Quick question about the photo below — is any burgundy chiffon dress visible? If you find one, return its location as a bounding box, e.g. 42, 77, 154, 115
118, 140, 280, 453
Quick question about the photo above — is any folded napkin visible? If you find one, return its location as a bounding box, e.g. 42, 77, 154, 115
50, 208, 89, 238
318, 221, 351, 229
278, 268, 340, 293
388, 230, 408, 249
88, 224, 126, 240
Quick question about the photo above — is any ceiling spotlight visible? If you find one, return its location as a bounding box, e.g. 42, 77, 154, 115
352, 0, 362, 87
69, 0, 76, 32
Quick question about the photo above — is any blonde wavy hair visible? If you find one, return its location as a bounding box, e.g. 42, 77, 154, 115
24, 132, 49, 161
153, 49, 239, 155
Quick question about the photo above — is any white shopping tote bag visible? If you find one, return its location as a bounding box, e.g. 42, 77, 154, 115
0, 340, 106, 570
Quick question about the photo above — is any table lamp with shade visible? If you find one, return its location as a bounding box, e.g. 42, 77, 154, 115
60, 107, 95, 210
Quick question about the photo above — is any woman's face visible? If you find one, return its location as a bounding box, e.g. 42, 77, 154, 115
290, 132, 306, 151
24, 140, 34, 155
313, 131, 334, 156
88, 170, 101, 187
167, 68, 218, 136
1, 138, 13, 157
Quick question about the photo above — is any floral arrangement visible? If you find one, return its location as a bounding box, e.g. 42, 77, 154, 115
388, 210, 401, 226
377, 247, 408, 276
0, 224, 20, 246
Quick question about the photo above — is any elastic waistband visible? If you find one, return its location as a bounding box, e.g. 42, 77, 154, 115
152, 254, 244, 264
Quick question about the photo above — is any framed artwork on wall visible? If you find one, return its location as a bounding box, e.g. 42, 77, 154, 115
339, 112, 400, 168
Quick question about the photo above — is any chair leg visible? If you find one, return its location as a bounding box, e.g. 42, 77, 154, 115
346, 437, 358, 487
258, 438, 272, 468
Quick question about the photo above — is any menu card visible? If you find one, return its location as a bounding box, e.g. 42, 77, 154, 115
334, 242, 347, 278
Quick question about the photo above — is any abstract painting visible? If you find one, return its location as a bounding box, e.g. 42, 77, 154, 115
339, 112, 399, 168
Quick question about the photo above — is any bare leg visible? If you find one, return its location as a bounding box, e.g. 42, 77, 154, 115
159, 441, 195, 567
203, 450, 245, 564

● **WHAT YOU ARE ASKED TO DO**
Quote every row above word for word, without changing anything.

● **PROBLEM SOLUTION**
Quick question about the photo below — is any burgundy chiffon dress visible? If you find one, return its location as a bounding box, e.g. 42, 77, 154, 115
118, 140, 280, 453
Quick question about the photo above — is any folded napkin visible? If you find one, return its location as a bounding box, e.g. 42, 77, 154, 115
50, 208, 89, 238
318, 221, 351, 229
278, 268, 340, 293
388, 230, 408, 249
88, 224, 126, 240
Quick question about the photo above — is any ceiling spotlight visible? If you find one, return its location as a bounding box, e.g. 42, 77, 154, 115
352, 0, 362, 87
69, 0, 76, 32
Quick question about the photo above — is any blonde wavy hair visible? If you find one, return its location as a bounding box, e.g. 42, 77, 154, 115
24, 132, 49, 161
153, 49, 239, 155
Quick question about the photo above — is any white shopping tote bag visible? If you find one, return its location as a bounding box, e.g. 42, 77, 154, 115
0, 340, 106, 570
Quick question about the photo above — is any table lamp with shade visible? If you find one, return its location as a bounding box, e.g. 42, 77, 154, 115
60, 107, 95, 210
Quick question about the photo above — is any woman's face visible? If you find one, return its location as a bounding box, e.g. 42, 77, 154, 115
290, 132, 306, 151
24, 140, 34, 155
313, 131, 334, 156
88, 170, 101, 187
167, 68, 218, 136
1, 138, 13, 157
Quick question about the photo above — is any floral arrangement visible? If you find one, return its location as a bounding box, e.g. 42, 77, 154, 115
388, 210, 401, 226
377, 247, 408, 276
0, 224, 20, 246
Quick question about the photo above — is any elastic waistband visible? If you find one, return its location as a bounding box, e.g. 42, 77, 154, 115
152, 254, 244, 264
Quick question about the photo above — is any framed artwork on wall visible? If you find one, return its location as a bounding box, e.g. 42, 77, 154, 115
339, 112, 400, 168
Quick question about the photo above — is any chair leg visible? If you find one, return its location as a bounding box, e.g. 42, 77, 154, 115
346, 437, 358, 487
258, 438, 272, 468
Quick question about the photo above — is any menu card visible? If you find one, return its location as a bounding box, e.g. 42, 77, 154, 115
334, 242, 347, 278
Quick question about the photo above — is any abstract painting visible? If you find one, return its location as a bounding box, e.g. 42, 77, 154, 115
339, 112, 399, 168
Quick question about the photo above — is any bare leg visible? If you find one, return its location as a bounding box, e.g. 42, 77, 154, 115
159, 441, 195, 567
203, 450, 245, 564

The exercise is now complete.